O enlace sensual entre Bella e Talula, a beleza daqualas mulheres que se encontram e se separam servem bem para ilustra a fina ironia presente na canção que diz: “Eu nunca fui de ter a sorte de acertar, minha sorte é muito boa sempre em erra […] Eu assumo eu gosto muito dessas novas tentativas de acertar”. A valorização do erro é algo fundamental para a compreensão do processo criativo, mas também da aprendizagem, e consequentemente da vida. E é uma “Sorte” saber disso! 

2º Ato – Boêmia

Todas as faixas presentes em Crua possuem forte apelo radiofônico, e a coesão presente nas temáticas abordadas, nos arranjos e na produção só nos reforçam essa certeza. A segunda parte da trilogia é da faixa “Boêmia” presente na meiúca do disco, e que narra a partida de um nome impronunciável. Restando assim a boêmia para curar a luto do fim de um relacionamento.

Rostand Costa aposta novamente num clima que assim como em “Sorte” nos remete as primeiras décadas do século XX e sua câmera focaliza Bella Kahun entre copos e cigarros, fazendo o devido sacrifício à esbornia.

3º Ato – A vida se passa em preto e branco! 

O Rostand Costa conseguiu produzir uma trilogia audiovisual interna ao disco, e que apesar de decorrer das faixas, não é óbvia. Despertando naqueles ouvintes mais atentos, o fato de que encerrar três clipes mais ou menos baseados em um mesmo tema, podem abrir interpretações mais singulares sobre o disco de modo geral, e sobre a própria música da Bella Kahun.

Ora, levando em consideração que os vídeos são obras que possuem cenografia, roteiro, fotografia, etc, podemos pensar que o que vem a tona é a potência presente nesse universo interior da Bella Kahun. Como afirmação da força de criação da equipe e como abertura e infinitas condições de interpretação presente nas músicas. Ao mesmo tempo, essa mesma potência dos audivisuais (da trilogia)  nos abre para outras camadas da força inventiva da PE Squad em geral e da Bella Kahun em particular.

O fechamento dessa trilogia iniciática do disco Crua (2020) com a faixa Cabaret, é talvez exatamente isso, o reino da fantasia, do burlesco, da imaginação, ou pelo menos a possibilidade dessa forma de fabulação! Em termos de audiovisual é a peça melhor acabada e o resultado é uma obra prima. Ao rememorar uma paixão que já foi, que não é mais, que não se configura mais como paquera intensa e elã ainda não efetuado, há toda uma projeção.

########

* Suas tarefas
1. Liste, copiando-as na íntegra, todas as linhas dos registros abaixo em que aparece a palavra "cloud".
2. Por favor, dê continuidade ao texto acima sobre a trilogia de clipes do disco Crua, começando logo após a última frase dele.

########

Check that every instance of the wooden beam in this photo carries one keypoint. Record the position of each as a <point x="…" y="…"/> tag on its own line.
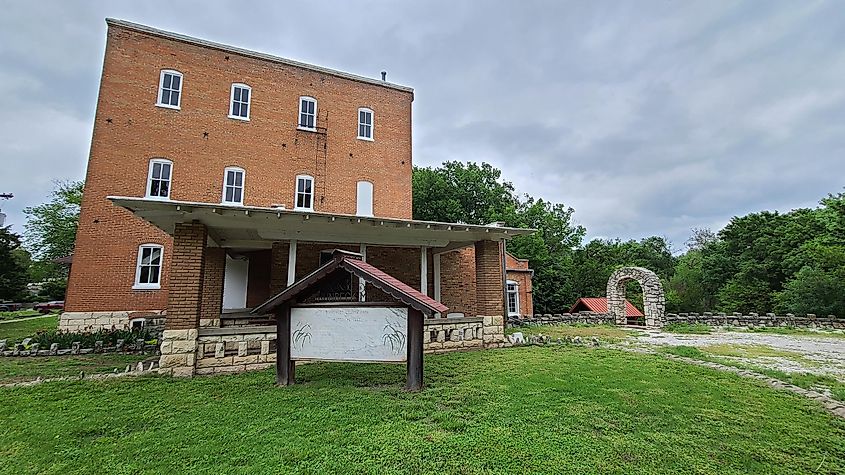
<point x="414" y="377"/>
<point x="285" y="368"/>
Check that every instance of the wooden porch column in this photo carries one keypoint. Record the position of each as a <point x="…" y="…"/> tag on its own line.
<point x="285" y="368"/>
<point x="414" y="367"/>
<point x="424" y="270"/>
<point x="292" y="262"/>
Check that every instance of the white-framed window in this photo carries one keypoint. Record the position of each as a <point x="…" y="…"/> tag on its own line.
<point x="304" y="199"/>
<point x="307" y="113"/>
<point x="513" y="298"/>
<point x="158" y="179"/>
<point x="239" y="101"/>
<point x="170" y="89"/>
<point x="148" y="269"/>
<point x="365" y="124"/>
<point x="233" y="185"/>
<point x="364" y="199"/>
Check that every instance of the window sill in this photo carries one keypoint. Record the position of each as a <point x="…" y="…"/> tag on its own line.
<point x="146" y="287"/>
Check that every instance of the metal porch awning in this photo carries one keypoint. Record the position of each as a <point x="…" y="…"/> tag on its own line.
<point x="253" y="227"/>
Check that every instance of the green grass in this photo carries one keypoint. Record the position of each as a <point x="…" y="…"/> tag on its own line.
<point x="603" y="332"/>
<point x="16" y="331"/>
<point x="26" y="368"/>
<point x="688" y="328"/>
<point x="522" y="410"/>
<point x="802" y="380"/>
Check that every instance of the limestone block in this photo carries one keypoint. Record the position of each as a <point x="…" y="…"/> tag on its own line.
<point x="173" y="361"/>
<point x="182" y="372"/>
<point x="184" y="346"/>
<point x="250" y="359"/>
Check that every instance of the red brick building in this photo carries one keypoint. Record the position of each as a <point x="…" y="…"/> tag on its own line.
<point x="218" y="176"/>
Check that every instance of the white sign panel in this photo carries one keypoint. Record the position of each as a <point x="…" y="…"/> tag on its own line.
<point x="349" y="334"/>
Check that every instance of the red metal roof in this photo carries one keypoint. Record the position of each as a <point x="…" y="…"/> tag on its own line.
<point x="599" y="305"/>
<point x="351" y="262"/>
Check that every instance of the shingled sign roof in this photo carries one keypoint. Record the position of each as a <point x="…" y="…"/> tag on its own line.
<point x="353" y="263"/>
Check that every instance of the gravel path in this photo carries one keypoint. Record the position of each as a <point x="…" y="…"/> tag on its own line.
<point x="818" y="355"/>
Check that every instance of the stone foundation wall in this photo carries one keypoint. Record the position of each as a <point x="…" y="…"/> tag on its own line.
<point x="236" y="349"/>
<point x="80" y="322"/>
<point x="223" y="351"/>
<point x="829" y="322"/>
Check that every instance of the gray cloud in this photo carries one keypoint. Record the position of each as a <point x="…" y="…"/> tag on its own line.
<point x="646" y="117"/>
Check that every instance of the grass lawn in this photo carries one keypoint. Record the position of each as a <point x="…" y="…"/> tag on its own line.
<point x="17" y="331"/>
<point x="521" y="410"/>
<point x="25" y="368"/>
<point x="603" y="332"/>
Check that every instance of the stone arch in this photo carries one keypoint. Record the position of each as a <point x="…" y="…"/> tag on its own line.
<point x="654" y="301"/>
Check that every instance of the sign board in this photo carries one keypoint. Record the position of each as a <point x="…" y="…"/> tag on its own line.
<point x="359" y="334"/>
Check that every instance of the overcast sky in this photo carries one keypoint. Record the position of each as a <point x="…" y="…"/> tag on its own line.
<point x="648" y="118"/>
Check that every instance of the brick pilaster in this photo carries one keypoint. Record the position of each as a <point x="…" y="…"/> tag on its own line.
<point x="186" y="276"/>
<point x="212" y="286"/>
<point x="279" y="267"/>
<point x="489" y="293"/>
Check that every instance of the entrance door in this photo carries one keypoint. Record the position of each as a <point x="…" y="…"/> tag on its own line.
<point x="234" y="283"/>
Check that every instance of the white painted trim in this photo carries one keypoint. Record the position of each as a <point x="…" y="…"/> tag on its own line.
<point x="243" y="185"/>
<point x="150" y="179"/>
<point x="178" y="105"/>
<point x="368" y="204"/>
<point x="424" y="270"/>
<point x="372" y="124"/>
<point x="138" y="285"/>
<point x="232" y="101"/>
<point x="291" y="262"/>
<point x="299" y="115"/>
<point x="362" y="284"/>
<point x="296" y="193"/>
<point x="253" y="54"/>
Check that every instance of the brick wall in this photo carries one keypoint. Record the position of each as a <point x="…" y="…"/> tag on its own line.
<point x="201" y="141"/>
<point x="212" y="285"/>
<point x="457" y="281"/>
<point x="489" y="281"/>
<point x="188" y="257"/>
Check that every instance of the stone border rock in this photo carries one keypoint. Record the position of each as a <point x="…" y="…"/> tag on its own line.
<point x="138" y="370"/>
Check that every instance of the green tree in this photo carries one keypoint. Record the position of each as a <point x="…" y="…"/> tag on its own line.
<point x="13" y="274"/>
<point x="50" y="230"/>
<point x="457" y="192"/>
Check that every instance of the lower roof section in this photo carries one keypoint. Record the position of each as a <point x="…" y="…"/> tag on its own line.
<point x="253" y="227"/>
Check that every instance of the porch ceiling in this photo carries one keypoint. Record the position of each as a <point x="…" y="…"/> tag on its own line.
<point x="257" y="227"/>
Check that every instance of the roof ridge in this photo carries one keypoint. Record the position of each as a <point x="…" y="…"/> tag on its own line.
<point x="253" y="54"/>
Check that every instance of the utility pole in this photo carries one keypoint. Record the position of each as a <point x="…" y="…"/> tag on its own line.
<point x="5" y="196"/>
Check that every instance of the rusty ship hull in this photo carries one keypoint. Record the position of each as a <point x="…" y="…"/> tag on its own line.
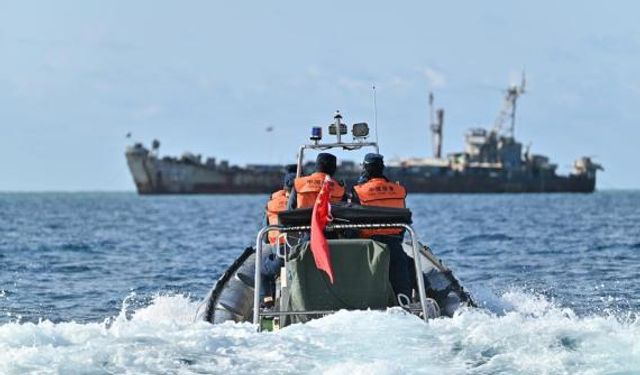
<point x="154" y="175"/>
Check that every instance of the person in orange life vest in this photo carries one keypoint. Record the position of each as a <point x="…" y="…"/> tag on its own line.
<point x="306" y="189"/>
<point x="271" y="263"/>
<point x="374" y="189"/>
<point x="278" y="203"/>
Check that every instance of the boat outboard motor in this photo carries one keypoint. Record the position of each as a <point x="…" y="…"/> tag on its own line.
<point x="442" y="286"/>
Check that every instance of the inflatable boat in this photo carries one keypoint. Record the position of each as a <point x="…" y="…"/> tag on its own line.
<point x="301" y="292"/>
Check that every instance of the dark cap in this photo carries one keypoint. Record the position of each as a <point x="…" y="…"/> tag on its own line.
<point x="289" y="178"/>
<point x="291" y="168"/>
<point x="372" y="158"/>
<point x="326" y="163"/>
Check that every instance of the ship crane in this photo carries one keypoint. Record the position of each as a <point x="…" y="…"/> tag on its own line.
<point x="437" y="123"/>
<point x="508" y="111"/>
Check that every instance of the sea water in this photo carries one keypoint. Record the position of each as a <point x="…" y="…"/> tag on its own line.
<point x="111" y="283"/>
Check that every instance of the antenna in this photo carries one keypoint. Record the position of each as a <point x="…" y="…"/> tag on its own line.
<point x="436" y="128"/>
<point x="375" y="112"/>
<point x="508" y="111"/>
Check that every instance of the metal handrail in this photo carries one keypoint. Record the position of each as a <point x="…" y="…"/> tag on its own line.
<point x="414" y="245"/>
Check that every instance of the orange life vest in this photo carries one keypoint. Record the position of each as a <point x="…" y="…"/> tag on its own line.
<point x="276" y="204"/>
<point x="381" y="193"/>
<point x="308" y="187"/>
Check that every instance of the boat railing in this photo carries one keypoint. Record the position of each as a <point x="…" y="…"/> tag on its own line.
<point x="416" y="250"/>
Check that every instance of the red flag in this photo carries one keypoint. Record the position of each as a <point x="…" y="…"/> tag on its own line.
<point x="319" y="219"/>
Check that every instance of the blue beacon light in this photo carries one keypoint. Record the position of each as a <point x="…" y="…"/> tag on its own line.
<point x="316" y="133"/>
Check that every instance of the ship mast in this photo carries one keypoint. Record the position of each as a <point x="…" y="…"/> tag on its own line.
<point x="508" y="111"/>
<point x="436" y="128"/>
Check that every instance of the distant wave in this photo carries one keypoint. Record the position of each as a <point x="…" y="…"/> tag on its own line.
<point x="486" y="237"/>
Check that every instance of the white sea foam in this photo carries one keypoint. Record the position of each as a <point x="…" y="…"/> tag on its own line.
<point x="535" y="337"/>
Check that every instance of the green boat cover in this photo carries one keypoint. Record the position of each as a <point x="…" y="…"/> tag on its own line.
<point x="361" y="278"/>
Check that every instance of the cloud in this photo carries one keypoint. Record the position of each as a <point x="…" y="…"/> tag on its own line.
<point x="435" y="77"/>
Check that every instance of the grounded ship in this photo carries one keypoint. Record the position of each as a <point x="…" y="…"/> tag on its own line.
<point x="492" y="162"/>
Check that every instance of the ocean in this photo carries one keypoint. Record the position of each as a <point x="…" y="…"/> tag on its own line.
<point x="109" y="283"/>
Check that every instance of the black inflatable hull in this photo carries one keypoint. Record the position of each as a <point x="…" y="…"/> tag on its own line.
<point x="231" y="298"/>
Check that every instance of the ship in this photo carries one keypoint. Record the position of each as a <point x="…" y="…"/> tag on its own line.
<point x="493" y="161"/>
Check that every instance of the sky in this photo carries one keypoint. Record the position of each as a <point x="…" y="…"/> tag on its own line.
<point x="211" y="76"/>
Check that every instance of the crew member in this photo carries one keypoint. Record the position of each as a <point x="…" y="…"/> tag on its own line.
<point x="271" y="263"/>
<point x="306" y="189"/>
<point x="374" y="189"/>
<point x="278" y="203"/>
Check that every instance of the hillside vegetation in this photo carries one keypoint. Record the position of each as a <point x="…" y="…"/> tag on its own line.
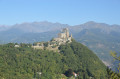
<point x="26" y="63"/>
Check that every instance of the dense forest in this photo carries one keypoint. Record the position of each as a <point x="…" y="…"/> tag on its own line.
<point x="25" y="62"/>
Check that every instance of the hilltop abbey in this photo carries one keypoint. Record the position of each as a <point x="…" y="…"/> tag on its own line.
<point x="62" y="38"/>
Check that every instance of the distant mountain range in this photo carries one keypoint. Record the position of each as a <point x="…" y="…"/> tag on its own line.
<point x="100" y="37"/>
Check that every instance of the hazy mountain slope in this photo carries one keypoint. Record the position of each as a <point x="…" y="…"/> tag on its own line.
<point x="100" y="37"/>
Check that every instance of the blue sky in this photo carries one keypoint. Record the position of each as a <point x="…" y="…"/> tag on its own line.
<point x="72" y="12"/>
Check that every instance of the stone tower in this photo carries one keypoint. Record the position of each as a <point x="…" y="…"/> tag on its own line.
<point x="66" y="31"/>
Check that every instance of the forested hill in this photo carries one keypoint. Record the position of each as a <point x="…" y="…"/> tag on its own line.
<point x="25" y="62"/>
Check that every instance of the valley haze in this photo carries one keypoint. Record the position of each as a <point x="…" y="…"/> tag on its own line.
<point x="99" y="37"/>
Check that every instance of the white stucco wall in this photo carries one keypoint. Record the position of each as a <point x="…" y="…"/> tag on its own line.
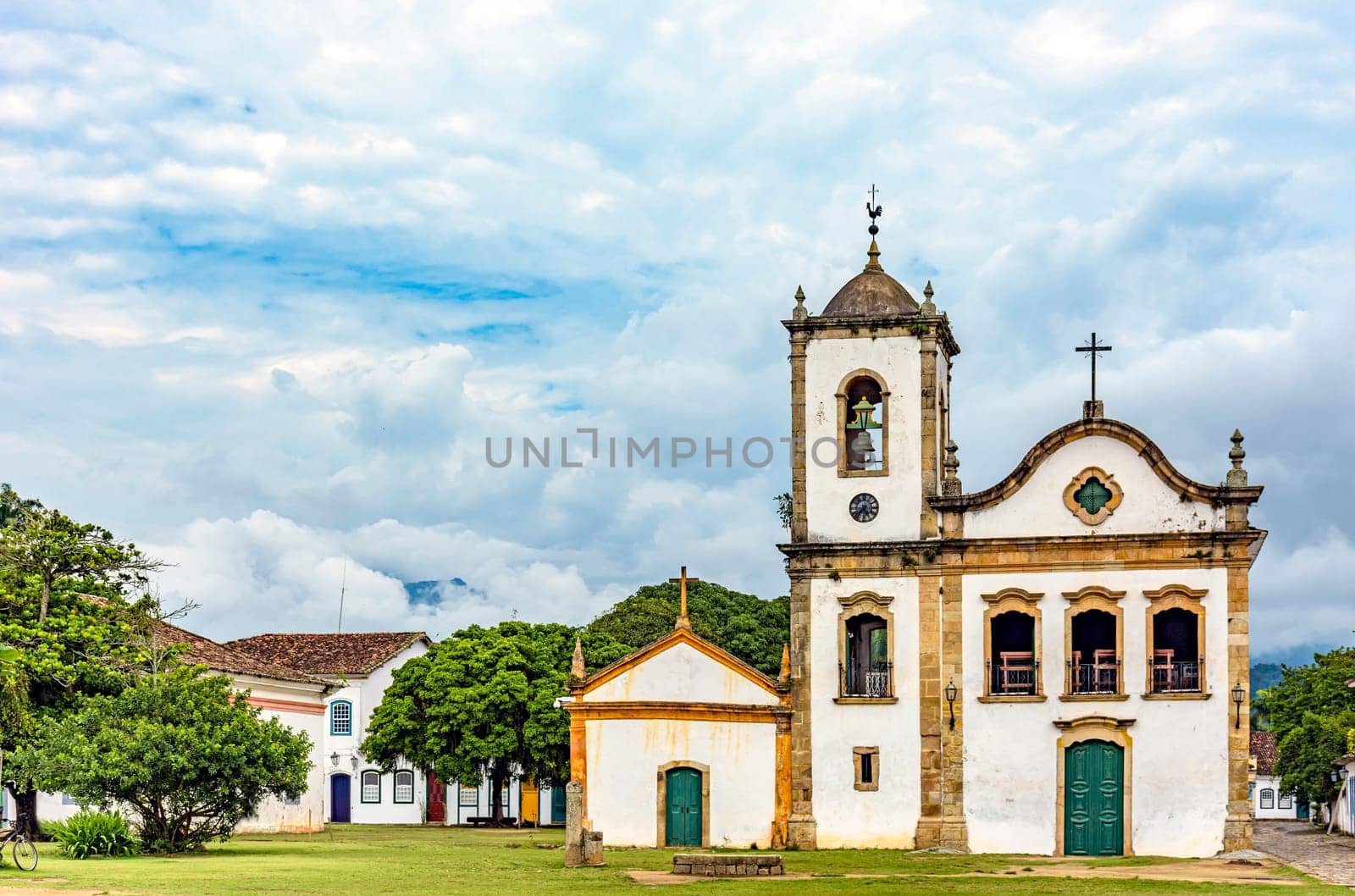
<point x="365" y="693"/>
<point x="1271" y="783"/>
<point x="1037" y="509"/>
<point x="1343" y="808"/>
<point x="888" y="816"/>
<point x="308" y="814"/>
<point x="682" y="672"/>
<point x="1179" y="760"/>
<point x="827" y="495"/>
<point x="625" y="756"/>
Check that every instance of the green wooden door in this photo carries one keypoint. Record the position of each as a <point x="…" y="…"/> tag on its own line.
<point x="1094" y="799"/>
<point x="683" y="819"/>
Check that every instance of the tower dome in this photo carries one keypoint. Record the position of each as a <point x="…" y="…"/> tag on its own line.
<point x="873" y="293"/>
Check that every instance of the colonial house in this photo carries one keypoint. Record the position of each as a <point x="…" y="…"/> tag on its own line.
<point x="528" y="803"/>
<point x="1269" y="800"/>
<point x="1341" y="812"/>
<point x="358" y="668"/>
<point x="296" y="699"/>
<point x="1054" y="665"/>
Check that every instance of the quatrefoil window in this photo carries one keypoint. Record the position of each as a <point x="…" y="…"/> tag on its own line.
<point x="1092" y="495"/>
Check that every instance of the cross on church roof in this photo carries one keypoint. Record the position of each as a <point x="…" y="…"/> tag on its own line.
<point x="683" y="622"/>
<point x="1095" y="349"/>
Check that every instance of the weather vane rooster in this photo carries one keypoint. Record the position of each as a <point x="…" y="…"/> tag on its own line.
<point x="874" y="210"/>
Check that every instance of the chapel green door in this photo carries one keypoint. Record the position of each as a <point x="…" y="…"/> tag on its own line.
<point x="1094" y="799"/>
<point x="683" y="817"/>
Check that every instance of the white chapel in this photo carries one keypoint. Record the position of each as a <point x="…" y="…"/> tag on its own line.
<point x="1054" y="665"/>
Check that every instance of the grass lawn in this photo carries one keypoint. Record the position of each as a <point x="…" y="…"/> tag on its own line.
<point x="408" y="861"/>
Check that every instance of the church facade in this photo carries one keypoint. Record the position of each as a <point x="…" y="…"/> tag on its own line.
<point x="1054" y="665"/>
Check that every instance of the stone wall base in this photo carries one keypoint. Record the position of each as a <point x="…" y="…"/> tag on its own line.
<point x="1237" y="834"/>
<point x="713" y="865"/>
<point x="803" y="834"/>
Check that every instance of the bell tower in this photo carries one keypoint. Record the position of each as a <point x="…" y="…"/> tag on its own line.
<point x="871" y="397"/>
<point x="869" y="403"/>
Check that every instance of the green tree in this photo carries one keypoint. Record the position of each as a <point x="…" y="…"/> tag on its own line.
<point x="749" y="628"/>
<point x="75" y="634"/>
<point x="189" y="756"/>
<point x="13" y="506"/>
<point x="1318" y="688"/>
<point x="1312" y="712"/>
<point x="481" y="704"/>
<point x="1307" y="753"/>
<point x="51" y="546"/>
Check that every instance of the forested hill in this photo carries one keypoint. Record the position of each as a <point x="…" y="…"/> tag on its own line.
<point x="745" y="625"/>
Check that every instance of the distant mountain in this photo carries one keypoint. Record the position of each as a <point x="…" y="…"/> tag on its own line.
<point x="431" y="591"/>
<point x="1264" y="675"/>
<point x="1301" y="655"/>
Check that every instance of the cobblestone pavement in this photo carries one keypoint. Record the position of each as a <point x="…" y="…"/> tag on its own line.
<point x="1309" y="849"/>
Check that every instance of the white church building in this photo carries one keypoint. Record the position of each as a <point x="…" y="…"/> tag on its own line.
<point x="1054" y="665"/>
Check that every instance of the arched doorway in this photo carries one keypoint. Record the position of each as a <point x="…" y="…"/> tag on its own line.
<point x="340" y="801"/>
<point x="1094" y="799"/>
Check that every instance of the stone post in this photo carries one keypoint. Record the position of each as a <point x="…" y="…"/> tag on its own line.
<point x="583" y="846"/>
<point x="573" y="824"/>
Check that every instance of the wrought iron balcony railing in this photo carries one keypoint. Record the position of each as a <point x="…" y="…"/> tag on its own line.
<point x="1176" y="678"/>
<point x="1101" y="677"/>
<point x="862" y="679"/>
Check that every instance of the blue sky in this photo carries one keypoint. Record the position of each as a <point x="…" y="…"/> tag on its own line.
<point x="270" y="275"/>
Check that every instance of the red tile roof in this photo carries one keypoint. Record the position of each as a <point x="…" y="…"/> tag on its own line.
<point x="227" y="659"/>
<point x="1264" y="749"/>
<point x="357" y="654"/>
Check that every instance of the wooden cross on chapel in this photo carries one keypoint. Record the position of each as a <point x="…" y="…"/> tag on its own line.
<point x="1095" y="349"/>
<point x="683" y="622"/>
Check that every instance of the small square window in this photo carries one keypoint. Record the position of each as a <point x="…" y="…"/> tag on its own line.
<point x="866" y="760"/>
<point x="372" y="787"/>
<point x="340" y="717"/>
<point x="404" y="787"/>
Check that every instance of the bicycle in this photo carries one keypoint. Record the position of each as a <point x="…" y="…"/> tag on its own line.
<point x="24" y="851"/>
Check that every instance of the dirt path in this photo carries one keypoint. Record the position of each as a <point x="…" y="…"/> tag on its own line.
<point x="1309" y="849"/>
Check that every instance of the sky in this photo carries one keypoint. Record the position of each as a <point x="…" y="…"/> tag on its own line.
<point x="271" y="274"/>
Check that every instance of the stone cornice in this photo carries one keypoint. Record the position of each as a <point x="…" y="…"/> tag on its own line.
<point x="1178" y="482"/>
<point x="941" y="556"/>
<point x="916" y="324"/>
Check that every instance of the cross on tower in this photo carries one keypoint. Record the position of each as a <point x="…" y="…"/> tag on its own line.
<point x="1095" y="349"/>
<point x="683" y="622"/>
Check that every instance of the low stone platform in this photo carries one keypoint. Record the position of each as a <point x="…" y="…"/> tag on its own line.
<point x="720" y="865"/>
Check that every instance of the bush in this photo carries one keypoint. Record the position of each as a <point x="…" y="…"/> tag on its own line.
<point x="88" y="832"/>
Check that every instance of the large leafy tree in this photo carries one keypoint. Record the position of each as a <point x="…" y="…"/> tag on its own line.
<point x="481" y="704"/>
<point x="49" y="548"/>
<point x="1312" y="712"/>
<point x="189" y="756"/>
<point x="747" y="627"/>
<point x="75" y="634"/>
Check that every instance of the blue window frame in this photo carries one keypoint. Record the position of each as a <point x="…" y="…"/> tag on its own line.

########

* Respostas por tarefa
1.
Check that every instance of the gray cloud in this photo carries one keypoint. Record the position of each as a <point x="…" y="…"/> tag on its own line.
Check that every instance of the cloud in this photo carries one keypoint. Record the position of each as a <point x="…" y="…"/> tag on its own line.

2.
E a volta de Alefe Passarin, estrelando o clipe ao lado da Bella é um signo interessante nessa trilogia. Entre os erros, futuros acertos e os encontros futuros erros. Uma dialética interessante que fica sugerida pela trilogia. Os arranjos de Moral na guitarra nessa faixa em especial, ele que foi o responsável pelas cordas do disco, é um brilho a mais. A trilogia em si mesma, é uma amostra do disco, em high fidelity, mas está longe de esgotar o mesmo.

– Um desejo que arde numa mulher Crua

Graças a nossa ignorância, entendemos no Brasil o desejo como tesão, como sexo, vontade de trepar e coisas do tipo. Bella Kahun queima de desejo, ou seja o seu universo interior é amplo. E se há e é natural que aja sofrimento no findar das relações as composições de Bella Kahun, terminam por nos passar uma noção positiva do desejo.. Isso não é tão incomum, o fato novo é que estamos diante de uma artista que encontrou um lugar e conseguiu “produzir” sua música, com pessoas que ela considera aliadas, sem se ater a fórmulas prontas.

Além desses três audiovisuais muito bem elaborados e que são transposições para cenários possíveis onde a música de Bella Kahun se ambienta bem e comunica parte de sua força. Restam ainda outras 7 faixas que vão de um folk indie como “Espelhos” ou como em “Verso Incerto”, onde em uma ela fala dos reflexos da criação e noutra da correria que ela faz como mulher, nordestina, do interior e as dificuldades encontradas. Não são exemplos de mero ecletismo da cantora, antes algumas das possíveis facetas que agora se apresentam publicamente e em larga escala! Também da mão do Mazili nas produções, ajudando a cantora a explorar outras possibilidades.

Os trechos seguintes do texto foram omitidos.